### GIVEN TASK
Copy the listing below word for word, leaving out the pictures.
* start STORED RECORDS *
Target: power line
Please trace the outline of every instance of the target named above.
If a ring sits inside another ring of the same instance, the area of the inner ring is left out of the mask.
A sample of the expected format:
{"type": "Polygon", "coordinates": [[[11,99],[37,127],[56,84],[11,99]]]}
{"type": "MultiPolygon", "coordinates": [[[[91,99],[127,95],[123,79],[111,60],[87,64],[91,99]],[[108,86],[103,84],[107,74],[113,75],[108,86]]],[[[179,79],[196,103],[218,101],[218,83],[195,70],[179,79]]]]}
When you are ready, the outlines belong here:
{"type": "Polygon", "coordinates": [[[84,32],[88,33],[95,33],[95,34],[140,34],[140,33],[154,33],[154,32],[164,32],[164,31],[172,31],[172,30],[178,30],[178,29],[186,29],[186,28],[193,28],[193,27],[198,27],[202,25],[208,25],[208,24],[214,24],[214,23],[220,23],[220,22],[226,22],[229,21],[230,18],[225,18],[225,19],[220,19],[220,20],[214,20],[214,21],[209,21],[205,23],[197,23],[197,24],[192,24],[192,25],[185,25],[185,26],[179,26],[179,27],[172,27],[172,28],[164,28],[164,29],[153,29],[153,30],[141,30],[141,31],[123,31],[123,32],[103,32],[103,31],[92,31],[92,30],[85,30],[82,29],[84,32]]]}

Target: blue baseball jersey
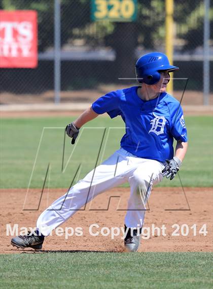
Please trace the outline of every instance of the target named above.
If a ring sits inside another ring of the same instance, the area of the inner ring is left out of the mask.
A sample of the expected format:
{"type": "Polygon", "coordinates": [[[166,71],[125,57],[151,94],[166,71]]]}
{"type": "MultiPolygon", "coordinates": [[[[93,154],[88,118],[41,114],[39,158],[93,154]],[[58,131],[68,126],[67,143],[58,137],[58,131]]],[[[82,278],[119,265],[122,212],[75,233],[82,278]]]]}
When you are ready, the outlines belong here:
{"type": "Polygon", "coordinates": [[[145,101],[137,94],[138,86],[112,91],[92,104],[95,112],[120,115],[126,125],[121,146],[145,158],[164,162],[173,156],[173,142],[188,141],[180,103],[166,92],[145,101]]]}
* end STORED RECORDS *
### RESPONSE TO THE TASK
Target: power line
Please trace the outline of every instance of the target named above.
If a ring sits inside another ring of the same instance, the area of the inner ring is left out of the mask.
A sample of the expected format:
{"type": "Polygon", "coordinates": [[[11,99],[37,127],[56,84],[11,99]]]}
{"type": "MultiPolygon", "coordinates": [[[[91,99],[127,95],[123,79],[111,60],[87,64],[91,99]],[[108,86],[103,84],[107,74],[113,75],[108,86]]],[[[179,79],[196,103],[218,101],[218,83],[195,70],[179,79]]]]}
When you are ready, the outlines belong here:
{"type": "Polygon", "coordinates": [[[84,32],[88,33],[95,33],[95,34],[140,34],[140,33],[154,33],[154,32],[164,32],[164,31],[172,31],[172,30],[178,30],[178,29],[186,29],[186,28],[193,28],[193,27],[198,27],[202,25],[208,25],[208,24],[214,24],[214,23],[220,23],[220,22],[226,22],[229,21],[230,18],[225,18],[225,19],[220,19],[220,20],[214,20],[214,21],[209,21],[205,23],[197,23],[197,24],[192,24],[192,25],[185,25],[185,26],[179,26],[179,27],[172,27],[172,28],[164,28],[164,29],[153,29],[153,30],[141,30],[141,31],[123,31],[123,32],[103,32],[103,31],[92,31],[92,30],[85,30],[82,29],[84,32]]]}

Target: blue baseball jersey
Please trace the outline of every instance of the target named above.
If a ring sits inside another ring of the same instance, the area of the inner ring is left out of the mask.
A sample of the expected format:
{"type": "Polygon", "coordinates": [[[166,71],[125,57],[151,94],[166,71]]]}
{"type": "MultiPolygon", "coordinates": [[[[93,154],[88,118],[41,114],[39,158],[93,154]],[[58,131],[68,126],[67,143],[58,137],[58,131]]],[[[82,278],[119,265],[122,212],[75,233],[82,278]]]]}
When you are ready, the outlines belong here:
{"type": "Polygon", "coordinates": [[[145,101],[137,94],[138,86],[112,91],[92,104],[95,112],[120,115],[126,125],[121,146],[145,158],[164,162],[173,156],[173,142],[188,141],[180,103],[166,92],[145,101]]]}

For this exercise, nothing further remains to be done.